### [Prompt]
Write out exactly the line containing "Task: annotation of the blue jacket." along with each line that follows it in the records below, and no others.

[Records to use Boundary: Start]

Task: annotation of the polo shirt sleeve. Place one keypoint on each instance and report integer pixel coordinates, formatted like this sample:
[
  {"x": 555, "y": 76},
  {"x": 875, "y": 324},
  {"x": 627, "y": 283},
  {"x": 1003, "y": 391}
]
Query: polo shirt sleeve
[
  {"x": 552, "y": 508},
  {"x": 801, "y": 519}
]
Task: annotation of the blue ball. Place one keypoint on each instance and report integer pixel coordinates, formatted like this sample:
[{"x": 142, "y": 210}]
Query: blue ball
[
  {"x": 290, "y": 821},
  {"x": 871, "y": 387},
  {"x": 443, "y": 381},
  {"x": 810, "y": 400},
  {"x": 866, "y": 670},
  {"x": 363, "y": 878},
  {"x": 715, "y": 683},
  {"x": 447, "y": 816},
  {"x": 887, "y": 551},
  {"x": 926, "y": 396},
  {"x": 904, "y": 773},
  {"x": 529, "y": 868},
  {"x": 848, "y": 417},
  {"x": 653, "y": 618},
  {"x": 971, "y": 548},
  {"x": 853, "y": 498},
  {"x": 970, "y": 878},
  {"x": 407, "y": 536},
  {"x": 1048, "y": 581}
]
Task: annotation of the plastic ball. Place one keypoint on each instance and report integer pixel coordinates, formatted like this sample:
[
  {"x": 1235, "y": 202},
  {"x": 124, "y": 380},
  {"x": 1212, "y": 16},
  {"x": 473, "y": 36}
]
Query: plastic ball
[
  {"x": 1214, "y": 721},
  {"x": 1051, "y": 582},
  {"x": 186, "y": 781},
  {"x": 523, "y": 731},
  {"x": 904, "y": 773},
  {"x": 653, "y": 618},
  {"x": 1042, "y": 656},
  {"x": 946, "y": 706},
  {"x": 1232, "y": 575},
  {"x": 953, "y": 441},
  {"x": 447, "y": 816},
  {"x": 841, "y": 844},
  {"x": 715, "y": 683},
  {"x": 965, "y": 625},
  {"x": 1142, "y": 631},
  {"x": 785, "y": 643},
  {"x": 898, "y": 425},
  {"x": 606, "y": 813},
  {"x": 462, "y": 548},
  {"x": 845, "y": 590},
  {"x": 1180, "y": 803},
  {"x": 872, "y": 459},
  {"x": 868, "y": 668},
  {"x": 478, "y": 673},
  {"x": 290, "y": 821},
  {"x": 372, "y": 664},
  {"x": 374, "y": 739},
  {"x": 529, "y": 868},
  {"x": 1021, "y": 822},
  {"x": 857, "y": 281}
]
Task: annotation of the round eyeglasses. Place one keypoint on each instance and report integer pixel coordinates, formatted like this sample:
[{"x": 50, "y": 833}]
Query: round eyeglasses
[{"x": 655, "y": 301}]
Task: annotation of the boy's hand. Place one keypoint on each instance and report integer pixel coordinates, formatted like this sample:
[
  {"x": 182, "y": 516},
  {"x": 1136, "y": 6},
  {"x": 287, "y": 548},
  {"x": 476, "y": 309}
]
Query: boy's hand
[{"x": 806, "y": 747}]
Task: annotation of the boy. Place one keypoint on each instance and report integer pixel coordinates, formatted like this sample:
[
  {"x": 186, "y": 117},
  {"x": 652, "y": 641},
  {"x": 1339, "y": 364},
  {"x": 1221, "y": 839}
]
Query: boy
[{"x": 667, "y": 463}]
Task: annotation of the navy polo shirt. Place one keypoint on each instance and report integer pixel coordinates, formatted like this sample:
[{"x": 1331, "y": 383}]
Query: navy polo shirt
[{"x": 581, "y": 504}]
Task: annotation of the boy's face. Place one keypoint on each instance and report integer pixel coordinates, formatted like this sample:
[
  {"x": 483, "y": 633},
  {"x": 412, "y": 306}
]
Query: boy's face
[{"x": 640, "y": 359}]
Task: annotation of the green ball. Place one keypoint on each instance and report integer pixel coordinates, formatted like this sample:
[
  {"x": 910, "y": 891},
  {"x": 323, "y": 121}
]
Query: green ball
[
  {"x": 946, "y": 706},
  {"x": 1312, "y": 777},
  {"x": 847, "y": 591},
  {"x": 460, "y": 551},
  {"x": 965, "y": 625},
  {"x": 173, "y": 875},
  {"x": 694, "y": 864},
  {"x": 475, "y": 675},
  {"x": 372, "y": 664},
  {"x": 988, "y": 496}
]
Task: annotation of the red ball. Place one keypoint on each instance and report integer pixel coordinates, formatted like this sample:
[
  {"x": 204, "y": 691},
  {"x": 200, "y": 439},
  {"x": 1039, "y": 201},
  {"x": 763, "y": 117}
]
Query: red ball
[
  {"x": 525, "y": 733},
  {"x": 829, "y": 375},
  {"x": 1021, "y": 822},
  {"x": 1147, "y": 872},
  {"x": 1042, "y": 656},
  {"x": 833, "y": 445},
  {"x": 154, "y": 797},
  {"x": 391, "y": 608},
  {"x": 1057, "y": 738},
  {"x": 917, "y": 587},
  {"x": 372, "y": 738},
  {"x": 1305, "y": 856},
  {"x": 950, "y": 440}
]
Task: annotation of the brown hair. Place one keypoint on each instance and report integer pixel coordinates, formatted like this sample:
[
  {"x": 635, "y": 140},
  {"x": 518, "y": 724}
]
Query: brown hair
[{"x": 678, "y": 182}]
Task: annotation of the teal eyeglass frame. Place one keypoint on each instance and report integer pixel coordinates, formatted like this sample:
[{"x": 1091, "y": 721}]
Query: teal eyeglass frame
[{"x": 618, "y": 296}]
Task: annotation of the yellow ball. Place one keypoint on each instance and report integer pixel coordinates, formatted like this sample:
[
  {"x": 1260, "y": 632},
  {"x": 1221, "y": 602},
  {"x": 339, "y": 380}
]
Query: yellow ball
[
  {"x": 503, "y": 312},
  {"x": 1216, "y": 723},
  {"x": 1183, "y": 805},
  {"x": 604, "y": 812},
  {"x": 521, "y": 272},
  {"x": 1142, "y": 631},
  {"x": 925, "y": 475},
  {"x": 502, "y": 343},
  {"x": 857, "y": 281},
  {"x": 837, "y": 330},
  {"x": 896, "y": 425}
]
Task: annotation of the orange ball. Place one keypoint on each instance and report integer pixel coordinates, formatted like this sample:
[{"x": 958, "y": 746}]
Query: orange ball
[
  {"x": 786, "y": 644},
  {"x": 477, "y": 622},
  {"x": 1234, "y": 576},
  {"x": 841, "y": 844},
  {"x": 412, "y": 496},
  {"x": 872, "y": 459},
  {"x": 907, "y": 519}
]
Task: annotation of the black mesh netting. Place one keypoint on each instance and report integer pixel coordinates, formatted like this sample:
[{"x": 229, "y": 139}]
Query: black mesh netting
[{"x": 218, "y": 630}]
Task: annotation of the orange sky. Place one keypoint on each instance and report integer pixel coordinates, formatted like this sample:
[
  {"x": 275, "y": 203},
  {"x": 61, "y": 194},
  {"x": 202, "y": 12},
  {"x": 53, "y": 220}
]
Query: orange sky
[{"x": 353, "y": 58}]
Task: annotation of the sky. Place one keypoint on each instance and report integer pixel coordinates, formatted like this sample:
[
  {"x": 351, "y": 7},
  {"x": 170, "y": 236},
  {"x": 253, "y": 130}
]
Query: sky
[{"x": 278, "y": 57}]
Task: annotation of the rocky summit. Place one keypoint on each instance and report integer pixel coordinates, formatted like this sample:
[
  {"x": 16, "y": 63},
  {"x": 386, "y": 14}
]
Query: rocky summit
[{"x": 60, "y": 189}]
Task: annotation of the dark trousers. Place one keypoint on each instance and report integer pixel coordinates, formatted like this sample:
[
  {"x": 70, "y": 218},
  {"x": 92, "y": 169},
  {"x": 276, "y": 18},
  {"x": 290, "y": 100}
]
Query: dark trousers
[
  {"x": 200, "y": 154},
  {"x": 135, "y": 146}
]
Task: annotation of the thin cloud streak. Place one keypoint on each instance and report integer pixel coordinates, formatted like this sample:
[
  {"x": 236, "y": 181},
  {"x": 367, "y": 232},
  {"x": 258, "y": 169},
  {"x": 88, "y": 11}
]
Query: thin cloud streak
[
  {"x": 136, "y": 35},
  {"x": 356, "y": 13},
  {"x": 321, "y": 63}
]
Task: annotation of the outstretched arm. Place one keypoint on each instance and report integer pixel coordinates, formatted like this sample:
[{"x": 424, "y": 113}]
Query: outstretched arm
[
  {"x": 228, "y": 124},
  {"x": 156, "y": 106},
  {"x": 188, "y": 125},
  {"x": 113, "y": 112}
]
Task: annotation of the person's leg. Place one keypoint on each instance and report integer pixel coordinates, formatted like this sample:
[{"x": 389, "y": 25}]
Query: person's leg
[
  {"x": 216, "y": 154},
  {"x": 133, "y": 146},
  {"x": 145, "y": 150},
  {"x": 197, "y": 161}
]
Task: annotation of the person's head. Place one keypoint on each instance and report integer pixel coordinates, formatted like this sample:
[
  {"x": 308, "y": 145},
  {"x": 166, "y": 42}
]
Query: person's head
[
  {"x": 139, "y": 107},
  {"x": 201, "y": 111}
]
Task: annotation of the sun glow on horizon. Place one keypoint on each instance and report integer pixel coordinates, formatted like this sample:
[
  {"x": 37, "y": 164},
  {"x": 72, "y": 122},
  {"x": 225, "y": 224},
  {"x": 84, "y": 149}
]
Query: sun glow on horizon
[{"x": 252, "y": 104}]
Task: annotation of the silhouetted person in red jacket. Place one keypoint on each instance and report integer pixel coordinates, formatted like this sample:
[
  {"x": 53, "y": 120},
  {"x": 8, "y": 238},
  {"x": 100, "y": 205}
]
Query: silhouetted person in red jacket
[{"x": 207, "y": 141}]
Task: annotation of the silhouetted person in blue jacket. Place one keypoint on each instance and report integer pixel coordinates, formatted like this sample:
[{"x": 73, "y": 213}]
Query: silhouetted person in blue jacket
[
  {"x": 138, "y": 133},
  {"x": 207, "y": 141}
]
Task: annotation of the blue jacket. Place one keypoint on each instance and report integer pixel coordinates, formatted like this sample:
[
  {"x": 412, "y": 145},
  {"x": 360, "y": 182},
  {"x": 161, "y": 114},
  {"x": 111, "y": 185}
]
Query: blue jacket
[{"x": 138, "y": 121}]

[Records to use Boundary: End]

### [Answer space]
Task: annotation of the blue jacket. Place one keypoint on each instance and report integer pixel coordinates, formatted like this sample:
[
  {"x": 412, "y": 145},
  {"x": 360, "y": 182},
  {"x": 161, "y": 114},
  {"x": 111, "y": 185}
]
Query: blue jacket
[{"x": 138, "y": 121}]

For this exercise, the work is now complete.